REQUEST: Return every line of the material below that contains the word "water".

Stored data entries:
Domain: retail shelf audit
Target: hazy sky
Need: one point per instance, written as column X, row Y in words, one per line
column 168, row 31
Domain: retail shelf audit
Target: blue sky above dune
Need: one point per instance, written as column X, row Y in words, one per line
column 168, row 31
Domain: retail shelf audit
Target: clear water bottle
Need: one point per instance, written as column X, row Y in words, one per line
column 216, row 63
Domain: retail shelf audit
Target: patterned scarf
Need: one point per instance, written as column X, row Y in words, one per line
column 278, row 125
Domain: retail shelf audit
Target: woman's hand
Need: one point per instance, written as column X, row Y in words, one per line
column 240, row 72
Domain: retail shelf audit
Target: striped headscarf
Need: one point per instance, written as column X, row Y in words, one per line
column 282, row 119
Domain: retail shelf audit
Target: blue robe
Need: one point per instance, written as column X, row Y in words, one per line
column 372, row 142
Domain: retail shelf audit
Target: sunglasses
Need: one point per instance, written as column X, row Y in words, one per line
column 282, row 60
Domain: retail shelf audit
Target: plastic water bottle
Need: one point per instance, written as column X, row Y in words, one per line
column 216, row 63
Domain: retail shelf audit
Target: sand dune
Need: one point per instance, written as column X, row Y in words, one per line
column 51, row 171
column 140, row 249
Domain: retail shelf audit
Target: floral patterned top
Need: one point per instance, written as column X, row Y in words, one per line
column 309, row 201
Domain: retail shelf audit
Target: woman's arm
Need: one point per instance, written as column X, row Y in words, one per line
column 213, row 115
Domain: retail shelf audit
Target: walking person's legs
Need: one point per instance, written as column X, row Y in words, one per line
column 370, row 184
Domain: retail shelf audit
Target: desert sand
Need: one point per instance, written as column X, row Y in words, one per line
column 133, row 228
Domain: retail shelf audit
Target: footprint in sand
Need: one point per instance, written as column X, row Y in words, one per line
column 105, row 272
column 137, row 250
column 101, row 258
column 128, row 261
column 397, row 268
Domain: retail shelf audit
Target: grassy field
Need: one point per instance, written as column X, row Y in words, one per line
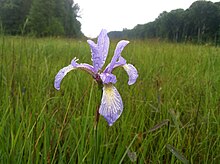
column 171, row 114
---
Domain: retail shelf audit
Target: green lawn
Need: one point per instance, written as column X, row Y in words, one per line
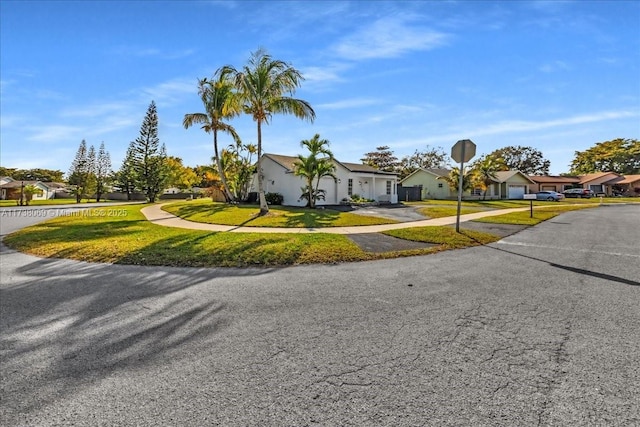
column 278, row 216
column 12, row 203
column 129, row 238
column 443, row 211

WRITTEN ANSWER:
Target: clear water bottle
Target: plastic water bottle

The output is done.